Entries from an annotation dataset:
▽

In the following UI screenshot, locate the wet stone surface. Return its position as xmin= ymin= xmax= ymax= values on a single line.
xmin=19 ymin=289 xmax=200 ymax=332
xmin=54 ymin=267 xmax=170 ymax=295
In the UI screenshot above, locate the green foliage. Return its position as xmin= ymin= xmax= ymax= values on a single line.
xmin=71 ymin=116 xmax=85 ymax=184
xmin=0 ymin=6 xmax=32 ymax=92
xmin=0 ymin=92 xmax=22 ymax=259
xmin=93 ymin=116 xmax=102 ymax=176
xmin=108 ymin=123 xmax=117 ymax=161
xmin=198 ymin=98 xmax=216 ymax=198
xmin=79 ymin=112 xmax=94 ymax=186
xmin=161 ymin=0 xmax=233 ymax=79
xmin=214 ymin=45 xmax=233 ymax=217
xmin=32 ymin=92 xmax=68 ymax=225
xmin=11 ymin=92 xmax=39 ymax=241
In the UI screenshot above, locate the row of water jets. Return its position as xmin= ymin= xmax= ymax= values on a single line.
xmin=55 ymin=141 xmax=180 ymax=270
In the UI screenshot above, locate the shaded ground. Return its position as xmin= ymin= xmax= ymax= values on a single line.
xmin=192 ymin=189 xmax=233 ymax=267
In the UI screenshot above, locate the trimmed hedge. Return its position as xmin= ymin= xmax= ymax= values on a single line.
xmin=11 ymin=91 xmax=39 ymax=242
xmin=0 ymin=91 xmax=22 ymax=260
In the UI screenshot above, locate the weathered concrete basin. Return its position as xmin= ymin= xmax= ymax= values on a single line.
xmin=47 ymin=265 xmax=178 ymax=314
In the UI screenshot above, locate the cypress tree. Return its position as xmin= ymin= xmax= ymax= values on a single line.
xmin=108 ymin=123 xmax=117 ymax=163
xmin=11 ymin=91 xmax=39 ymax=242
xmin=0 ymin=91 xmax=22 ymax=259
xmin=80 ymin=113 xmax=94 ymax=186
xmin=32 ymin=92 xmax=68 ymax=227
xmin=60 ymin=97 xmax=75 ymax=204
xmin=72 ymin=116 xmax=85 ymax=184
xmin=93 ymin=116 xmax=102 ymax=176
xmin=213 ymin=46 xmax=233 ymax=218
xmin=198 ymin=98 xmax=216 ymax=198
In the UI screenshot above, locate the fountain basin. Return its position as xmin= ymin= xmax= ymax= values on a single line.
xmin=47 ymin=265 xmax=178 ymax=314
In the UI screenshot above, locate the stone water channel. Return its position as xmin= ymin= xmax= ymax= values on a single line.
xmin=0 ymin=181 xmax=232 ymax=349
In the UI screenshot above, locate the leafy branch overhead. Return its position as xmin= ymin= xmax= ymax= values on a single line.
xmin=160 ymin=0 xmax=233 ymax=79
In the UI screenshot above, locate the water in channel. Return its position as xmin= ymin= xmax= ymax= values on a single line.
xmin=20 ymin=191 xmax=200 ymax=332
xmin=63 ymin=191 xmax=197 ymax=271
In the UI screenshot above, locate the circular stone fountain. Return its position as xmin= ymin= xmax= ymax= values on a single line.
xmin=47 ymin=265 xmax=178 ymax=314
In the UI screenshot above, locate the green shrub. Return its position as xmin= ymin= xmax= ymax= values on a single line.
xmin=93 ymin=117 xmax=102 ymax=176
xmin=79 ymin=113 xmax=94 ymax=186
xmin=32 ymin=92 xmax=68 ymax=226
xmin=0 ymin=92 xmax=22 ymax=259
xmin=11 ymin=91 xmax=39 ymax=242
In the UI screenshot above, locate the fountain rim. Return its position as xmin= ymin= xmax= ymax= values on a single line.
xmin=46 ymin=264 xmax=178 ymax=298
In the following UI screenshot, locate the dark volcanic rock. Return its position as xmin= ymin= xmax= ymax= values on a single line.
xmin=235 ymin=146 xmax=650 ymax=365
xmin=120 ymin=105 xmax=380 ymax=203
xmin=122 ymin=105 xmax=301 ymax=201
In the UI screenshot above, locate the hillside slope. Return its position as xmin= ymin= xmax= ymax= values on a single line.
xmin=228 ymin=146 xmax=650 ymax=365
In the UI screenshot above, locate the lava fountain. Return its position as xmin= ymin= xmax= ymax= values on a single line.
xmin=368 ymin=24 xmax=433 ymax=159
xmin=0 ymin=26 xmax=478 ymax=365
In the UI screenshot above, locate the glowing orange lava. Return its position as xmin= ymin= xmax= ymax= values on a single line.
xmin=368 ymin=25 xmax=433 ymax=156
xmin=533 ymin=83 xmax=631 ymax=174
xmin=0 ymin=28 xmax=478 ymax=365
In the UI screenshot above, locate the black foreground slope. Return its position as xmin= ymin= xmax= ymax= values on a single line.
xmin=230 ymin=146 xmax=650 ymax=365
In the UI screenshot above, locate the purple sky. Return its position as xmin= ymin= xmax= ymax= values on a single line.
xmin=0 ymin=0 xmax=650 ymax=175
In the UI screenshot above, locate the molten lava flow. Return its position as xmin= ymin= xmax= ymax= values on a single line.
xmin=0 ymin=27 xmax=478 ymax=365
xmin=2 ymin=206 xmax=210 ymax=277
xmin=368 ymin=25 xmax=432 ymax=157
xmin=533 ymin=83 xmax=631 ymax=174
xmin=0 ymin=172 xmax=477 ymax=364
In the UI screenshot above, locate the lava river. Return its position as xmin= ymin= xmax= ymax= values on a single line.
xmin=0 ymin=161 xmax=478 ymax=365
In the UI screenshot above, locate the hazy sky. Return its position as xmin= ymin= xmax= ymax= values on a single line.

△

(Problem description) Format the lines above as a numbered list, dropping any blank lines.

(Problem solution)
1. In the following UI screenshot, locate the wet stone surface. Return its position as xmin= ymin= xmax= ymax= values on a single line.
2. xmin=19 ymin=289 xmax=200 ymax=332
3. xmin=54 ymin=267 xmax=170 ymax=295
4. In the UI screenshot above, locate the green foliage. Return its position as xmin= ymin= xmax= ymax= values on a single line.
5. xmin=71 ymin=116 xmax=85 ymax=184
6. xmin=0 ymin=6 xmax=32 ymax=92
7. xmin=0 ymin=92 xmax=22 ymax=259
8. xmin=93 ymin=116 xmax=102 ymax=176
9. xmin=108 ymin=123 xmax=117 ymax=161
10. xmin=198 ymin=98 xmax=216 ymax=198
11. xmin=79 ymin=112 xmax=94 ymax=186
12. xmin=161 ymin=0 xmax=233 ymax=79
13. xmin=214 ymin=45 xmax=233 ymax=217
14. xmin=32 ymin=92 xmax=68 ymax=225
15. xmin=11 ymin=92 xmax=39 ymax=241
16. In the UI screenshot above, locate the row of water jets. Return its position as xmin= ymin= xmax= ymax= values on a single line.
17. xmin=55 ymin=141 xmax=180 ymax=270
18. In the UI screenshot above, locate the shaded ground. Return its position as xmin= ymin= xmax= ymax= values on a single line.
19. xmin=192 ymin=189 xmax=233 ymax=267
20. In the UI screenshot above, locate the trimmed hedge. Return its position as xmin= ymin= xmax= ymax= values on a single line.
21. xmin=11 ymin=91 xmax=39 ymax=242
22. xmin=0 ymin=91 xmax=22 ymax=260
23. In the UI screenshot above, locate the weathered concrete basin. Return its position as xmin= ymin= xmax= ymax= values on a single line.
24. xmin=47 ymin=265 xmax=178 ymax=314
25. In the UI screenshot above, locate the cypress tree. Return its position as xmin= ymin= xmax= ymax= values on a single line.
26. xmin=108 ymin=123 xmax=117 ymax=163
27. xmin=11 ymin=91 xmax=39 ymax=242
28. xmin=0 ymin=91 xmax=22 ymax=259
29. xmin=80 ymin=113 xmax=94 ymax=186
30. xmin=32 ymin=92 xmax=68 ymax=227
31. xmin=60 ymin=97 xmax=75 ymax=204
32. xmin=72 ymin=116 xmax=85 ymax=184
33. xmin=93 ymin=116 xmax=102 ymax=176
34. xmin=213 ymin=46 xmax=233 ymax=218
35. xmin=198 ymin=98 xmax=216 ymax=198
36. In the UI screenshot above, locate the fountain basin. Return its position as xmin= ymin= xmax= ymax= values on a single line.
37. xmin=47 ymin=265 xmax=178 ymax=314
38. In the UI screenshot above, locate the stone water channel. Return its position as xmin= ymin= xmax= ymax= values on a single line.
39. xmin=0 ymin=181 xmax=232 ymax=349
40. In the UI screenshot above, locate the leafy branch overhead. Return its position as xmin= ymin= xmax= ymax= values on a single line.
41. xmin=160 ymin=0 xmax=233 ymax=79
42. In the UI screenshot above, locate the water in channel. Return its position as xmin= ymin= xmax= ymax= values on a single line.
43. xmin=20 ymin=191 xmax=200 ymax=332
44. xmin=63 ymin=191 xmax=197 ymax=271
45. In the UI screenshot above, locate the circular stone fountain. Return its position as xmin= ymin= xmax= ymax= values on a single line.
46. xmin=47 ymin=265 xmax=178 ymax=314
47. In the UI screenshot above, locate the green shrub. Return its position as xmin= ymin= xmax= ymax= values on a single line.
48. xmin=93 ymin=117 xmax=102 ymax=176
49. xmin=79 ymin=113 xmax=94 ymax=186
50. xmin=32 ymin=92 xmax=68 ymax=226
51. xmin=0 ymin=92 xmax=22 ymax=259
52. xmin=11 ymin=91 xmax=39 ymax=242
53. In the UI screenshot above, locate the fountain rim. Return its position as xmin= ymin= xmax= ymax= values on a single line.
54. xmin=46 ymin=264 xmax=178 ymax=298
55. In the following UI screenshot, locate the dark volcanic rock. Return its position as xmin= ymin= xmax= ymax= values on a single line.
56. xmin=235 ymin=146 xmax=650 ymax=365
57. xmin=120 ymin=105 xmax=380 ymax=203
58. xmin=122 ymin=105 xmax=301 ymax=201
59. In the UI screenshot above, locate the hillside slope. Return its position as xmin= ymin= xmax= ymax= values on a single line.
60. xmin=228 ymin=146 xmax=650 ymax=365
61. In the UI screenshot above, locate the lava fountain. Return its position as xmin= ymin= xmax= ymax= values on a single line.
62. xmin=368 ymin=24 xmax=433 ymax=159
63. xmin=0 ymin=26 xmax=478 ymax=365
64. In the UI screenshot above, locate the glowing orange lava. Return its position as xmin= ymin= xmax= ymax= values on a single line.
65. xmin=368 ymin=25 xmax=433 ymax=156
66. xmin=533 ymin=83 xmax=631 ymax=174
67. xmin=0 ymin=28 xmax=478 ymax=365
68. In the UI screenshot above, locate the black foreground slope. Return its position as xmin= ymin= xmax= ymax= values on a single line.
69. xmin=230 ymin=146 xmax=650 ymax=365
70. In the UI screenshot above, locate the purple sky. Return its position as xmin= ymin= xmax= ymax= values on a single line.
71. xmin=0 ymin=0 xmax=650 ymax=175
72. In the UI screenshot above, locate the molten lava flow. Return its position as xmin= ymin= xmax= ymax= values on a single line.
73. xmin=0 ymin=27 xmax=478 ymax=365
74. xmin=2 ymin=206 xmax=210 ymax=277
75. xmin=368 ymin=25 xmax=432 ymax=157
76. xmin=533 ymin=83 xmax=631 ymax=174
77. xmin=0 ymin=172 xmax=477 ymax=364
78. In the UI screenshot above, locate the lava river. Return its position as xmin= ymin= xmax= ymax= values on a single line.
79. xmin=0 ymin=161 xmax=478 ymax=365
80. In the UI screenshot above, locate the hazy sky. Return its position as xmin= ymin= xmax= ymax= values on a single line.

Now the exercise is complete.